**Stated goal:** Render the items below as a two-column CSV with the headers "query" and "reply", one row per item holding its text and its answer. Put each value in a single quoted field, replacing any line breaks with spaces.

**Dataset rows:**
* Begin *

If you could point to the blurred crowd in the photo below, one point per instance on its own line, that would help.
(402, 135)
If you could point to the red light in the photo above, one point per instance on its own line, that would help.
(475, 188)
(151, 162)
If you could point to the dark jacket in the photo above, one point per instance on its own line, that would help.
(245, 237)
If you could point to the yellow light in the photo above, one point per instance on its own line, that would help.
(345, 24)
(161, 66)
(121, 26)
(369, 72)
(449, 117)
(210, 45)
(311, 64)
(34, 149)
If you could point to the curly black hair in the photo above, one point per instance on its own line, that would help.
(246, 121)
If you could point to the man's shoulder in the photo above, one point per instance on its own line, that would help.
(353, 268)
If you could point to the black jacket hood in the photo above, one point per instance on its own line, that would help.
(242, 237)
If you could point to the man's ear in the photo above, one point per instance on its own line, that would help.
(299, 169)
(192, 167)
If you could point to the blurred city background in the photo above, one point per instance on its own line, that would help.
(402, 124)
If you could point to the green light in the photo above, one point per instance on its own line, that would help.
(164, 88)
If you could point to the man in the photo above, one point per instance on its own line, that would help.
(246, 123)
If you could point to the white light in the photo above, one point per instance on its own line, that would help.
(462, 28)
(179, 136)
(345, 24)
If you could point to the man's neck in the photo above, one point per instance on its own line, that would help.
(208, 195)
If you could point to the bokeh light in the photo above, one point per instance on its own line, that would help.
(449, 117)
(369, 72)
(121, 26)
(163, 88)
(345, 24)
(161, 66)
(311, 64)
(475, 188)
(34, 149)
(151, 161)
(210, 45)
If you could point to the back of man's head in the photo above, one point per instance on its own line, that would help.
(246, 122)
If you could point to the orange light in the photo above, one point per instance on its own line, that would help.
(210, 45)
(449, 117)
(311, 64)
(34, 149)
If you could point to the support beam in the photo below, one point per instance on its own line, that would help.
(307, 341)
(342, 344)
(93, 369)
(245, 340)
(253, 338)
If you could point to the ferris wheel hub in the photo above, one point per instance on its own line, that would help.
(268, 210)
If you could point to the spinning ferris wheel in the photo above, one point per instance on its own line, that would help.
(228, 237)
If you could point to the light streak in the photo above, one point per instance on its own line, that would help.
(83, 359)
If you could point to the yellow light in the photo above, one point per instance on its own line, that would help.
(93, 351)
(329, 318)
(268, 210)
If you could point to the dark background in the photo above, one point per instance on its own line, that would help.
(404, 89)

* End *

**Exercise response:**
query,reply
"If you could point to the blurred crowd in the photo below, one point per instance on its own line, that would help.","(402, 135)"
"If you could point to the red light in the photo above, one point per instance on its own line, that would help.","(475, 188) (151, 162)"
"If you could point to the dark jacket in the photo above, one point per instance on its own line, that would help.","(245, 237)"
"If you could point to the yellow light in the photo above, one point per instance on its own line, that would help.","(345, 24) (161, 66) (121, 26) (369, 72) (449, 117) (210, 45) (311, 64) (34, 149)"
"If you could point to the curly black hair in the photo above, one point per instance on its own line, that would help.","(246, 121)"
"If you could point to the man's shoulder in the photo above, one point per instance on its own line, that would help.","(353, 268)"
"If you could point to the black jacket hood in the photo above, one point per instance on its own line, that would help.","(242, 237)"
"If you could point to the man's ear in the photo above, one point per instance on its own line, that would help.","(299, 169) (192, 167)"
"If you could point to the blurred city background in the photo above, one point per instance on its own line, that would help.","(402, 124)"
"If you could point to the green light in the photo above, one point per instance on its own line, that would help.","(164, 88)"
"If you could point to the man in the photo above, one point per instance on its own line, that would help.","(246, 123)"
"If you could point to the white light in the photo above, one point per instance on its own line, that would help.","(462, 28) (179, 136) (345, 24)"
"If you could point to the man's neck in the photo above, one point per instance on its own line, that would help.","(208, 195)"
"If you could point to the bokeh light in the photo above, one point per instance on its own line, that would help.","(449, 117) (369, 72) (121, 26) (163, 88) (345, 24) (161, 66) (311, 64) (475, 188) (34, 149) (151, 161) (210, 45)"
"If you could point to the back of man's head in the photo above, one point per instance on its own line, that would help.","(246, 122)"
"If you could point to the orange light in the photo above, one point per instance on its own line, that would help.","(210, 45) (449, 117) (311, 64) (34, 149)"
"If you could point to the support beam in the photo below, one point per instance on its own line, that would help.","(307, 341) (342, 344) (93, 369) (245, 340) (253, 338)"
"If you could point to the ferris wheel hub in the photo above, one point per instance on its own line, that would help.","(268, 210)"
"If you could point to the spinning ferris wheel in the photo above, one point per instance on its own line, that would help.","(228, 237)"
"If you could point to the light streak in the photo above, one point per instance on its own line, that would help.","(83, 359)"
"If you could point to the yellow light in the photo above, one point per instance on its own line, that would help.","(93, 351) (329, 318) (268, 210)"
"If you could point to the dark background in the photo above, one point per instance on its own line, that would help.","(404, 89)"